AAD may appear in isolation, but it is more often part of an autoimmune polyendocrine syndrome (APS) [4]. APS-1 is a rare monogenic disorder caused by mutations in the autoimmune regulator gene (AIRE) [4]. Clinical manifestations typically includes AAD, hypoparathyroidism, and chronic mucocutaneous candidiasis. Most cases of AAD however, present either as part of autoimmune polyendocrine syndrome type 2 (APS-2), or as isolated disease. In APS-2 the patient suffers from two or more organ specific autoimmune manifestations. Autoimmune thyroiditis with hypothyroidism, type-1 diabetes and vitamin B-12 deficiency secondary to autoimmune atrophic gastritis are the most frequent disorders in conjunction with AAD, but many other endocrine and non-endocrine diseases have been reported [1]. APS-2 is sometimes further subdivided according to phenotypic presentation into APS-3 and APS-4 [1].
AAD is most common in the Nordic countries, but it is still a rare disease with published prevalence estimates ranging from 14.4 per 100,000 in Norway to 22.1 per 100,000 in Iceland [5]. The prevalence in Sweden appears to be similar to that in Norway with one study identifying 1305 patients in a population of 9 million [6].

WORK TASK A: Can you extract the portion of the AAD passage between "AAD is most" and "9 million [6].", inclusive?
WORK TASK B: Would you extend the AAD passage, picking up right after its final sentence?

Region pointing data:
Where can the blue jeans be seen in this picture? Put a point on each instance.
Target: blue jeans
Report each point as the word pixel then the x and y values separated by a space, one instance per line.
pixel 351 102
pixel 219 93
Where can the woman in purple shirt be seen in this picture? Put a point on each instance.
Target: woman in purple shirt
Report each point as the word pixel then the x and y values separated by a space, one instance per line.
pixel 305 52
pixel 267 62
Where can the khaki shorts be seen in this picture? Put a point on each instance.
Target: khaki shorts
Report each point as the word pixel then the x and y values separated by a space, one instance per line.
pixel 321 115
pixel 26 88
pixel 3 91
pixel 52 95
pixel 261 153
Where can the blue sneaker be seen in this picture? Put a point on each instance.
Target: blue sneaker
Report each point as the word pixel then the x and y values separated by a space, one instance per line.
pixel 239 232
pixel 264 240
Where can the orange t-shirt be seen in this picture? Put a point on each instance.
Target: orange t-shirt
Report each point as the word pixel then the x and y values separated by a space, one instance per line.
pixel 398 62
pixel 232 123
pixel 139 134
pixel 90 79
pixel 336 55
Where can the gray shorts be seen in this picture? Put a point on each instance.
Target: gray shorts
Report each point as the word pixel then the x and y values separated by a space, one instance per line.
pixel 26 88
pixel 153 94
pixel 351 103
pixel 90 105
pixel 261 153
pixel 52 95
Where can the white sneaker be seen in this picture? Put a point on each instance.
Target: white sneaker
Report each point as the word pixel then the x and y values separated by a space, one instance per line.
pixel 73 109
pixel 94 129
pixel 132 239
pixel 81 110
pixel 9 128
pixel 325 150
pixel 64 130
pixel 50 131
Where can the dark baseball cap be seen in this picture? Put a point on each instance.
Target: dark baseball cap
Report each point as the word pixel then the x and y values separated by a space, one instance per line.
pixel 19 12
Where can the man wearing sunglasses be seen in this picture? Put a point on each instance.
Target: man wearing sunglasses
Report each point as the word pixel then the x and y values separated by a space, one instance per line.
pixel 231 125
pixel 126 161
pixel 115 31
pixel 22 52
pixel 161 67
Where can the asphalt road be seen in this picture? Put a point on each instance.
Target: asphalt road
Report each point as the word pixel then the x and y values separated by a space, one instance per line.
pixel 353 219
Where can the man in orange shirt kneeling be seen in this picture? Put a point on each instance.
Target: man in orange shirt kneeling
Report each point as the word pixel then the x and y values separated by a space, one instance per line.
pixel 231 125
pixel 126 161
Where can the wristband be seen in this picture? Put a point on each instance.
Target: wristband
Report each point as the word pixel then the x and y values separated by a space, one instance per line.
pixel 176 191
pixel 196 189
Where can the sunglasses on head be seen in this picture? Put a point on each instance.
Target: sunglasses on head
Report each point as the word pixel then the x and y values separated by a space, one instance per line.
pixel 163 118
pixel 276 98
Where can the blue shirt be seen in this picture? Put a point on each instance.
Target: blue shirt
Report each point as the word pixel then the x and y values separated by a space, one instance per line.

RESULT A:
AAD is most common in the Nordic countries, but it is still a rare disease with published prevalence estimates ranging from 14.4 per 100,000 in Norway to 22.1 per 100,000 in Iceland [5]. The prevalence in Sweden appears to be similar to that in Norway with one study identifying 1305 patients in a population of 9 million [6].

RESULT B:
AAD without mutations in the AIRE gene does not follow Mendelian patterns of inheritance. It is multifactorial in origin and under influence of several genetic variants, only some of which have so far been mapped [7,8,9]. No environmental factors predisposing for AAD have been identified and the relative importance of environmental vs. genetic factors is unknown.
Familial aggregation of AAD is evident from previous studies. In a cohort of 660 Norwegian patients with AAD, 10% had another family member (first to third-degree relative) with AAD [10] and in a Swedish study, 6.4% of the patients with AAD without APS-1 reported having a family member (sibling, parent, child, or relative) with AAD [11]. Published data on twins is limited to anecdotal case reports on identical twin concordance [12,13,14,15], and no formal studies evaluating the genetic influence on AAD have been performed to date. In this study, we aimed to investigate concordance and heritability for AAD in a large population-based twin cohort with high disease prevalence.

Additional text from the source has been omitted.